_LISTE DES ACTIVITÉS:_
**1.** Répondez aux questions suivantes à partir du texte fourni ci-dessous.
(a) Selon l'Institut turc des statistiques, de combien le prix de l'oignon a-t-il augmenté d'octobre 2017 à octobre 2018 ?
(b) Qui Berat Albayrak a-t-il envoyé dans les entrepôts agricoles ?
(c) D'après les cultivateurs, quelle est la cause d'une offre inférieure à la demande ?
**2.** Traduisez en anglais cette phrase du texte fourni ci-dessous : « Selon l'Institut turc des statistiques, le prix de l'oignon a augmenté de 543 % d'octobre 2017 à octobre 2018. »
**3.** Relevez dans le texte fourni ci-dessous toutes les valeurs chiffrées exprimées en pourcentage ou dans une monnaie.

----- TEXTE FOURNI -----

Alors que le prix du légume a augmenté de 543 % en un an, la colère monte sur les réseaux sociaux pour dénoncer ce nouveau symbole de l’inflation qui ronge le pays et sa mauvaise gestion gouvernementale.

TURQUIE « Les Français ont leurs “gilets jaunes”, nous avons nos sacs d’oignons », ironise un blogueur stambouliote. En Turquie, le quadruplement – en un an – du prix du légume, nouveau symbole de l’inflation qui mine le pays, fait des vagues. Selon l’Institut turc des statistiques, le prix de l’oignon a augmenté de 543 % d’octobre 2017 à octobre 2018. Et depuis le début de l’année, le prix du kilo a été multiplié par quatre pour atteindre jusqu’à 10 livres turques (soit 1,65 euro). Mais au pays d’Erdogan, où les rassemblements sont régulièrement interdits et réprimés, c’est sur la Toile, et non dans la rue, que la colère se manifeste : contre les prix qui flambent, mais aussi contre la gestion gouvernementale de cette nouvelle crise.

« Wanted, dead or alive » (« Recherché, mort ou vivant ») ironise un citoyen turc sur son compte Twitter, en publiant la photo d’un oignon. Humour à l’appui, il passe en dérision les réactions du pouvoir, qu’il juge décalées, à la flambée des prix : il y a quelques jours, le ministre de l’Économie et des Finances, et gendre du président turc, Berat Albayrak a dépêché des inspecteurs dans les entrepôts agricoles pour y saisir les stocks d’oignons, en les accusant d’entretenir une pénurie à l’origine de l’inflation. « Nous n’autoriserons pas les stockages », a-t-il prévenu lors d’une récente allocution. Et quand les cultivateurs expliquent que ce ne sont pas les stocks, mais une mauvaise récolte saisonnière due à un virus qui est à l’origine d’une offre inférieure à la demande, Recep Tayyip Erdogan leur répond : « Ils disent qu’une maladie a ruiné la récolte. Allons bon ! Vous l’avez gâchée. Vous l’avez rendue malade ! »

----- DONNÉES EXTRAITES -----

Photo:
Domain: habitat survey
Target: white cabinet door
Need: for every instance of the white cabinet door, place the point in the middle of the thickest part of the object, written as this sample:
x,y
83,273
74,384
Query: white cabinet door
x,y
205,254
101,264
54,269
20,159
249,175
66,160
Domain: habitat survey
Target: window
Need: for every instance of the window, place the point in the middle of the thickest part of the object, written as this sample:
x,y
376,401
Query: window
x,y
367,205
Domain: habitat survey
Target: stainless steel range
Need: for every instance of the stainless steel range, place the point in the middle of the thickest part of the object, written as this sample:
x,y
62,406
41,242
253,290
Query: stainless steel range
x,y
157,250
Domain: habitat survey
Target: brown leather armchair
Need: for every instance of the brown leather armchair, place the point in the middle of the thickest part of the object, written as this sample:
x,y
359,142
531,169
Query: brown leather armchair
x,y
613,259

-----

_RÉSULTATS DE L'EXERCICE:_
**1.**
(a) Il a augmenté de 543 %.
(b) Il y a envoyé des inspecteurs.
(c) C'est une mauvaise récolte saisonnière due à un virus.

**2.** According to the Turkish Statistical Institute, the price of onions rose by 543% from October 2017 to October 2018.

**3.**
543 %
10 livres turques
1,65 euro